### Task directions
Rewrite the rows starting at the top and ending at the line containing "68), (252, 68)]]", swapping "outline" for "trace" and keeping everything else the same. Leave the pictures out.

[Source data]
______

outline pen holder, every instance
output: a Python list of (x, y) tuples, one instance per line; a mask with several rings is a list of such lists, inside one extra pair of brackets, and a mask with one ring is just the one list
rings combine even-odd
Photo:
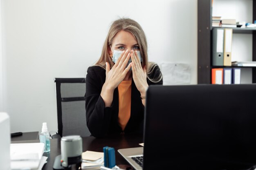
[(116, 166), (116, 158), (115, 149), (113, 148), (105, 146), (103, 148), (104, 152), (104, 166), (112, 168)]

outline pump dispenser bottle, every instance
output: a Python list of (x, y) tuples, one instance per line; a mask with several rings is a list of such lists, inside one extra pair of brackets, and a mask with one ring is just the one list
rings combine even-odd
[(47, 123), (43, 123), (42, 132), (40, 133), (40, 142), (45, 144), (45, 152), (48, 152), (50, 151), (50, 134), (48, 131)]

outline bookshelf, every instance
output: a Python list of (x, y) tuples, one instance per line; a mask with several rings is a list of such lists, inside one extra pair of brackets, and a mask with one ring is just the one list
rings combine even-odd
[[(251, 0), (253, 1), (252, 18), (253, 20), (256, 20), (256, 0)], [(216, 66), (212, 66), (212, 64), (211, 5), (212, 0), (198, 0), (198, 84), (211, 84), (211, 68), (217, 67)], [(256, 61), (256, 28), (232, 29), (233, 34), (252, 34), (252, 61)], [(218, 67), (226, 67), (223, 66)], [(252, 82), (253, 83), (256, 83), (256, 67), (249, 68), (252, 68)]]

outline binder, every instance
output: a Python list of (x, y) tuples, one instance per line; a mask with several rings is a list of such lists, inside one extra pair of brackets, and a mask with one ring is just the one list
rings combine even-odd
[(241, 84), (241, 68), (233, 68), (232, 84)]
[(231, 51), (232, 49), (232, 37), (233, 29), (224, 29), (224, 56), (223, 65), (225, 66), (231, 66)]
[(223, 66), (224, 29), (213, 29), (212, 31), (212, 65)]
[(223, 68), (211, 69), (211, 84), (223, 84)]
[(232, 68), (223, 68), (223, 84), (232, 84)]

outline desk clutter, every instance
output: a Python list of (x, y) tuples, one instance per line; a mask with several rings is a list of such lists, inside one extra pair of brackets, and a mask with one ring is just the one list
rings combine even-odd
[(87, 150), (82, 153), (82, 169), (99, 169), (104, 165), (103, 152)]
[(44, 149), (42, 143), (10, 144), (11, 170), (41, 170), (47, 162)]

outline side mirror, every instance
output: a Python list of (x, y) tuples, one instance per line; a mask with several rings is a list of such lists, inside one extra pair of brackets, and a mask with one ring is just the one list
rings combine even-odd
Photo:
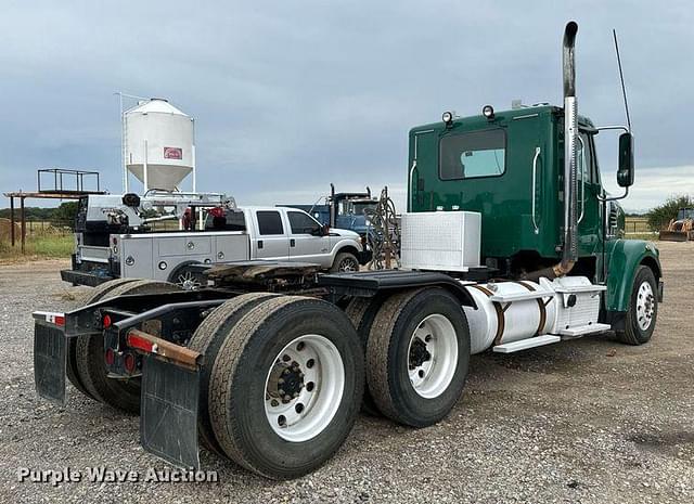
[(617, 184), (620, 188), (633, 185), (633, 135), (631, 133), (621, 133), (619, 135)]

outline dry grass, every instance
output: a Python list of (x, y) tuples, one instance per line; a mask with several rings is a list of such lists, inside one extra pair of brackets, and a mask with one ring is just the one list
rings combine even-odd
[(75, 248), (73, 233), (48, 227), (42, 232), (27, 235), (25, 254), (22, 254), (21, 237), (16, 237), (14, 247), (10, 238), (0, 241), (0, 262), (23, 262), (36, 259), (67, 259)]

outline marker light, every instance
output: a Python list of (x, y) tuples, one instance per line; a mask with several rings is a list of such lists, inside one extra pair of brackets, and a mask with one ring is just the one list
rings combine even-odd
[(494, 118), (494, 107), (491, 105), (485, 105), (481, 107), (481, 114), (489, 120)]

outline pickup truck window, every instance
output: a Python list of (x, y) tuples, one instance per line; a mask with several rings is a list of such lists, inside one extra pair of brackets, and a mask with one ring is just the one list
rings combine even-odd
[(502, 129), (450, 134), (439, 145), (441, 180), (473, 179), (503, 175), (506, 134)]
[(279, 211), (274, 210), (259, 210), (258, 217), (258, 231), (260, 234), (284, 234), (284, 228), (282, 227), (282, 217)]
[(290, 211), (290, 225), (292, 227), (292, 234), (316, 234), (321, 228), (316, 220), (310, 216), (300, 211)]

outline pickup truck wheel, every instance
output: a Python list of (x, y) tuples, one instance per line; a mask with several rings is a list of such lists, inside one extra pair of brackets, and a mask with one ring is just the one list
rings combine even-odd
[(234, 462), (272, 479), (327, 461), (355, 423), (363, 352), (345, 313), (329, 302), (265, 300), (231, 328), (213, 367), (209, 414)]
[(224, 343), (227, 334), (236, 325), (239, 320), (262, 301), (277, 296), (277, 294), (270, 293), (250, 293), (230, 299), (217, 307), (205, 318), (203, 323), (195, 329), (188, 345), (191, 350), (198, 351), (205, 356), (205, 364), (201, 367), (200, 377), (201, 389), (197, 428), (203, 445), (218, 455), (224, 456), (224, 451), (219, 447), (219, 442), (215, 437), (208, 409), (209, 380), (211, 378), (213, 364), (215, 363), (219, 348), (222, 343)]
[(207, 286), (207, 277), (191, 264), (200, 264), (197, 261), (188, 261), (177, 266), (168, 277), (168, 281), (178, 285), (183, 290), (197, 290)]
[(651, 340), (658, 316), (657, 288), (653, 270), (647, 266), (640, 266), (633, 280), (625, 331), (616, 333), (619, 341), (643, 345)]
[(378, 410), (425, 427), (460, 398), (470, 363), (470, 329), (460, 301), (442, 288), (387, 299), (367, 345), (367, 380)]
[[(136, 279), (116, 279), (111, 280), (108, 282), (104, 282), (103, 284), (93, 287), (87, 293), (85, 298), (81, 301), (81, 306), (86, 307), (87, 305), (91, 305), (92, 302), (99, 301), (102, 297), (104, 297), (110, 290), (114, 288), (127, 284), (130, 282), (134, 282)], [(77, 370), (77, 338), (68, 338), (67, 339), (67, 363), (65, 366), (65, 374), (67, 375), (67, 379), (69, 383), (75, 386), (77, 390), (82, 392), (85, 396), (91, 399), (95, 399), (89, 390), (82, 385), (81, 378), (79, 377), (79, 372)]]
[[(373, 324), (373, 320), (378, 312), (378, 309), (383, 305), (385, 298), (383, 296), (375, 296), (371, 298), (365, 297), (356, 297), (347, 308), (345, 309), (345, 313), (351, 321), (352, 325), (357, 329), (357, 335), (361, 340), (362, 348), (364, 353), (367, 351), (367, 344), (369, 343), (369, 332), (371, 331), (371, 326)], [(364, 413), (376, 416), (380, 414), (378, 406), (371, 397), (371, 392), (369, 391), (369, 384), (364, 386), (364, 399), (361, 403), (361, 409)]]
[(333, 266), (330, 269), (331, 273), (342, 273), (348, 271), (359, 271), (359, 261), (354, 254), (339, 253), (335, 256)]
[[(101, 300), (126, 294), (156, 294), (171, 290), (178, 290), (178, 287), (167, 282), (138, 280), (116, 286)], [(116, 379), (108, 378), (106, 375), (103, 334), (77, 337), (76, 362), (79, 378), (92, 398), (128, 413), (140, 411), (140, 377)]]

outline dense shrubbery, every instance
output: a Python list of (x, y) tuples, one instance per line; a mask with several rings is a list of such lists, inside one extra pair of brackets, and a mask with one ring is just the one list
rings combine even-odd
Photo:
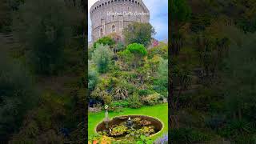
[(3, 51), (0, 55), (0, 141), (4, 142), (19, 130), (39, 96), (30, 73)]
[(98, 72), (107, 72), (113, 56), (114, 53), (108, 46), (97, 44), (96, 50), (92, 54), (92, 60), (97, 66)]
[(154, 29), (150, 23), (136, 22), (130, 24), (123, 30), (127, 45), (131, 43), (140, 43), (145, 46), (149, 46), (154, 33)]
[(15, 35), (30, 50), (27, 55), (34, 71), (57, 74), (64, 65), (63, 50), (71, 34), (71, 18), (64, 2), (28, 0), (14, 15)]
[(109, 46), (110, 47), (113, 47), (115, 44), (115, 42), (110, 37), (103, 37), (99, 38), (94, 43), (94, 48), (97, 49), (97, 44), (102, 44), (103, 46)]
[(121, 57), (131, 66), (138, 67), (143, 62), (143, 58), (147, 54), (147, 50), (142, 44), (133, 43), (126, 46), (126, 50), (120, 53)]

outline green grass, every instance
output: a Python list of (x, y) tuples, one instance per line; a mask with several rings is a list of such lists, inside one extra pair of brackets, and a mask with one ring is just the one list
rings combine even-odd
[[(163, 123), (163, 130), (151, 137), (153, 140), (155, 140), (158, 137), (161, 137), (163, 134), (168, 132), (168, 104), (161, 104), (153, 106), (143, 106), (140, 109), (130, 109), (124, 108), (122, 112), (110, 112), (109, 117), (111, 118), (113, 117), (120, 115), (148, 115), (154, 117)], [(105, 117), (105, 112), (100, 113), (89, 113), (88, 114), (88, 136), (89, 138), (95, 134), (95, 126), (98, 123), (101, 122)]]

______

### Response for this exercise
trace pen holder, every instance
output: a Python list of (x, y) tuples, one instance per line; a mask with several rings is a list of such lists, inside one extra pair of brackets, and a mask with one ring is just the one list
rings combine even-odd
Photo:
[(116, 166), (116, 158), (115, 149), (113, 148), (105, 146), (103, 148), (104, 152), (104, 166), (112, 168)]

trace pump dispenser bottle, every instance
output: a Python list of (x, y) tuples, one instance per line; a mask with several rings is a list of such lists, inside one extra pair of brackets, and a mask with one ring is just the one list
rings combine even-odd
[(47, 123), (43, 123), (42, 132), (40, 133), (40, 142), (45, 144), (45, 152), (48, 152), (50, 151), (50, 134), (48, 131)]

trace bookshelf, every instance
output: a Python list of (x, y) tuples, one instance per line; a mask with several rings is a list of such lists, inside one extra pair of brackets, and a mask with one ring is just the one list
rings combine even-odd
[[(251, 0), (253, 1), (252, 18), (253, 20), (256, 20), (256, 0)], [(216, 66), (212, 66), (212, 64), (211, 5), (212, 0), (198, 0), (198, 84), (211, 84), (211, 68), (217, 67)], [(256, 61), (256, 28), (232, 29), (233, 34), (252, 34), (252, 61)], [(218, 67), (226, 67), (223, 66)], [(252, 82), (253, 83), (256, 83), (256, 67), (249, 68), (252, 68)]]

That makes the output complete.